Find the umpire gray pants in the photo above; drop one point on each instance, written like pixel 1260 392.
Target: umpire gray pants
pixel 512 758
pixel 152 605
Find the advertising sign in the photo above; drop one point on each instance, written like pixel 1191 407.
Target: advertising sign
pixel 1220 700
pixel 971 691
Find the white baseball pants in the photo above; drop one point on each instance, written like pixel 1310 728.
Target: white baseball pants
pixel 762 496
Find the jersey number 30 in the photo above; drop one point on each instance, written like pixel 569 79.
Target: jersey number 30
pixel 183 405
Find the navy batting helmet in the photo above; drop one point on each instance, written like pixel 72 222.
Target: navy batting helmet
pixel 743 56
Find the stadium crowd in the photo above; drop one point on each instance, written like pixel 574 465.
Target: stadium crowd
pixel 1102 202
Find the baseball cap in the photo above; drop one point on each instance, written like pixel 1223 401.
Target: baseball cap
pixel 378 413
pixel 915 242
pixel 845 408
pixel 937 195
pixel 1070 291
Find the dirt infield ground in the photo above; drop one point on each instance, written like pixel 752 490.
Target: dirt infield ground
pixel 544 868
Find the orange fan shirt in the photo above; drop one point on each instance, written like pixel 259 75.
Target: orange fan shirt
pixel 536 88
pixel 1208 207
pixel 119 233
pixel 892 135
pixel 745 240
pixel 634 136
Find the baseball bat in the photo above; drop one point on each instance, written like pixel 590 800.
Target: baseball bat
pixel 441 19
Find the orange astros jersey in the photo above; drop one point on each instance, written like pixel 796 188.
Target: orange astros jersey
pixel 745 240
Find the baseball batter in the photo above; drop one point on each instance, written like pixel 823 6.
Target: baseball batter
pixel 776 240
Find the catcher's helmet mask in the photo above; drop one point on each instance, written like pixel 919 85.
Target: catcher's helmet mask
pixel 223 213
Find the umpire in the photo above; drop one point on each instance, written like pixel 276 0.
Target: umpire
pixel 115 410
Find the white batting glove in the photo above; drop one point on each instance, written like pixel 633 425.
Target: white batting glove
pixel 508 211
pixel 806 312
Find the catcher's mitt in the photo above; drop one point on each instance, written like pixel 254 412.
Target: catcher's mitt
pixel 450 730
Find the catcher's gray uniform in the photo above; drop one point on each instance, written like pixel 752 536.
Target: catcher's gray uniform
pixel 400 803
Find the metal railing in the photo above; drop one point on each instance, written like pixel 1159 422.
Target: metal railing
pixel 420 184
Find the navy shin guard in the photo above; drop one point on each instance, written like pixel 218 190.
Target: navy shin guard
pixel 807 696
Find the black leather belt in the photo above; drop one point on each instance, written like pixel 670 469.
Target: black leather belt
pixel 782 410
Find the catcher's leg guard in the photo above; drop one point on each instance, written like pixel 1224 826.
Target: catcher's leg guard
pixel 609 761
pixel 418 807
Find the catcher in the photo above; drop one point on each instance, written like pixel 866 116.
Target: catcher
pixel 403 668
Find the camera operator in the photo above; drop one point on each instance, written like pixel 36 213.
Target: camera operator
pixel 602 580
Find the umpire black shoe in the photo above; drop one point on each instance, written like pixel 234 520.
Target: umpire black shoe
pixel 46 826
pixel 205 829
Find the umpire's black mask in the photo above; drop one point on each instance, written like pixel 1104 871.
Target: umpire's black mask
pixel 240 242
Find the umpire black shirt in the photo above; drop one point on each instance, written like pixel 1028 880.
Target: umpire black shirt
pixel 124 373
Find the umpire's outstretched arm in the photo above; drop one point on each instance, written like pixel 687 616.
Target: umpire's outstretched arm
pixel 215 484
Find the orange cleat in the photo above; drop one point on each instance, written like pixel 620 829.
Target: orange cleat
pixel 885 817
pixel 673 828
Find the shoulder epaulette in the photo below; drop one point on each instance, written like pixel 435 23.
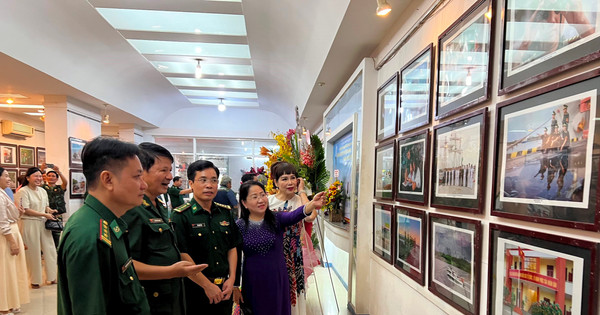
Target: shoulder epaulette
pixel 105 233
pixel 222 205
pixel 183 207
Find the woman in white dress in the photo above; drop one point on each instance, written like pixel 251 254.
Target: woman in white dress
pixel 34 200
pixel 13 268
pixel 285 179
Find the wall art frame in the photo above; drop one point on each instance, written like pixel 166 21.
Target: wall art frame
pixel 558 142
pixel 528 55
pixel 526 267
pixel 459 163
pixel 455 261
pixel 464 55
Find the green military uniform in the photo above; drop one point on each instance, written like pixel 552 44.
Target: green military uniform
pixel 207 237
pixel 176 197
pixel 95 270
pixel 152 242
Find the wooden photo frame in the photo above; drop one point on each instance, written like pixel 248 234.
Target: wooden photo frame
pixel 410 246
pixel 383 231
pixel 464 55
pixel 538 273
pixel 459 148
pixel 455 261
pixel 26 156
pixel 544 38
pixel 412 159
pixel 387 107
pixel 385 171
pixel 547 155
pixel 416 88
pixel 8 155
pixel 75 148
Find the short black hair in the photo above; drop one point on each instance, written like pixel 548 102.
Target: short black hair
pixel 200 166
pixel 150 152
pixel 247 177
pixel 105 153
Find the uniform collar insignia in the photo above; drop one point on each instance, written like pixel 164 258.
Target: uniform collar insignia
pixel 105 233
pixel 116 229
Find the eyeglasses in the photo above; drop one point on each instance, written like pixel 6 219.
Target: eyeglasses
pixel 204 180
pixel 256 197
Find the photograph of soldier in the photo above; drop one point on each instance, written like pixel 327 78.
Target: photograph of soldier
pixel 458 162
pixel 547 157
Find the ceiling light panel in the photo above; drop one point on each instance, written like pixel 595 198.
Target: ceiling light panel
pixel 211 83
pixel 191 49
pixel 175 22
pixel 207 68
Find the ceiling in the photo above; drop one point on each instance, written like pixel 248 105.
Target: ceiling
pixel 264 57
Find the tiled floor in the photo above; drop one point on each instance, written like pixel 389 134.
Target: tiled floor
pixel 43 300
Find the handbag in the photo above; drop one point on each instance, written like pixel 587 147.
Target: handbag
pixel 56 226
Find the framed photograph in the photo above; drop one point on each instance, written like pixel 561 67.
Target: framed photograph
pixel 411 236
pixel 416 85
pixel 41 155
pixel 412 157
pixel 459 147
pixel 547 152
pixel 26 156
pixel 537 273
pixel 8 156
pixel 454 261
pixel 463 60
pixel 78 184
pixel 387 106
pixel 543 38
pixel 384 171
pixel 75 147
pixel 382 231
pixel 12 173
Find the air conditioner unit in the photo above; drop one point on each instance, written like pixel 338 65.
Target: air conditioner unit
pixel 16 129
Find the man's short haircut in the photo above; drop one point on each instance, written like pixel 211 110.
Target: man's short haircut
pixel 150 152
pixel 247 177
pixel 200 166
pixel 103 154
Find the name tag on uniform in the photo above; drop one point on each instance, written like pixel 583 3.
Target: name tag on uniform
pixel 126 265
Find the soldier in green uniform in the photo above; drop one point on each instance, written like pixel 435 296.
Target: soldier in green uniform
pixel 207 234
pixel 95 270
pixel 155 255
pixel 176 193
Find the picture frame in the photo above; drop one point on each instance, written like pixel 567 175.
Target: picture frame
● ● ● ●
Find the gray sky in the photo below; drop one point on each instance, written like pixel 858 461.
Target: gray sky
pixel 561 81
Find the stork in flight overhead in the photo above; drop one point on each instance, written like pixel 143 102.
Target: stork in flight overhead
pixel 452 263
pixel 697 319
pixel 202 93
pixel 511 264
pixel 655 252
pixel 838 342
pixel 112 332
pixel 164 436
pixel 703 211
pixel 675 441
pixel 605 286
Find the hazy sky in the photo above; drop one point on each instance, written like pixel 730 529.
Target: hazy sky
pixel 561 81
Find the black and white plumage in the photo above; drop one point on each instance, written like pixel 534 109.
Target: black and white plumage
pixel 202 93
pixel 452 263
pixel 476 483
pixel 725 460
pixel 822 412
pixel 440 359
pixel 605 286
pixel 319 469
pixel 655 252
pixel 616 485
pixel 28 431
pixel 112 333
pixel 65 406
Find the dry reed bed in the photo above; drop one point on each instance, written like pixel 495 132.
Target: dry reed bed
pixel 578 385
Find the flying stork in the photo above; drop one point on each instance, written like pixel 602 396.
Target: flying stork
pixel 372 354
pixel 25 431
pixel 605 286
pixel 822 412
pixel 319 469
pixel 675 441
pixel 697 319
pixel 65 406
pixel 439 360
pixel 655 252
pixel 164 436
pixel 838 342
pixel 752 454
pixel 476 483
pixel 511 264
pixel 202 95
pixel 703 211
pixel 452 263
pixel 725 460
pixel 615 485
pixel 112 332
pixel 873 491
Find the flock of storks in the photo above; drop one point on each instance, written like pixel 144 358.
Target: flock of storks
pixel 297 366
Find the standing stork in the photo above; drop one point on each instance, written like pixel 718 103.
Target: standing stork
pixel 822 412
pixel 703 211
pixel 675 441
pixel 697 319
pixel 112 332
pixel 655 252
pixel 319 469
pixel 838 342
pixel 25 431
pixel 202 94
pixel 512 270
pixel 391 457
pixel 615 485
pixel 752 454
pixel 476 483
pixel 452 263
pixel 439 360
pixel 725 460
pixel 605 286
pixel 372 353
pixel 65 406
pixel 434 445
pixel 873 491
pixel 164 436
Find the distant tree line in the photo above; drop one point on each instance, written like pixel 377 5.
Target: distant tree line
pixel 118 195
● ● ● ●
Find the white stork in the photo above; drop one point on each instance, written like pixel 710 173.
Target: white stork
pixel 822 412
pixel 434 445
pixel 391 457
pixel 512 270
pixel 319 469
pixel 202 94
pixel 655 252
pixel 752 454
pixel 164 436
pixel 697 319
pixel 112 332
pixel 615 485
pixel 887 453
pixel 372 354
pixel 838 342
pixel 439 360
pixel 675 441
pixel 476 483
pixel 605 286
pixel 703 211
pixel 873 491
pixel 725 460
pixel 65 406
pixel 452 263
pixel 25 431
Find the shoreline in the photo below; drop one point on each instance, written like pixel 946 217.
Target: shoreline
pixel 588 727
● ● ● ●
→ **Task requirements**:
Copy the lines above exactly, beginning at the line that has "Find the umpire gray" and stopping after the line that has "Find the white baseball", and omit the rest.

→ **Answer**:
Find the umpire gray pants in the photo above; drop one point on each instance, written like pixel 1260 392.
Target: umpire gray pants
pixel 512 758
pixel 152 605
Find the advertising sign in the photo above; drop one point on each instance, written like pixel 1191 407.
Target: advertising sign
pixel 1220 700
pixel 971 691
Find the white baseball pants in the photo above; drop one point on each instance, written like pixel 1310 728.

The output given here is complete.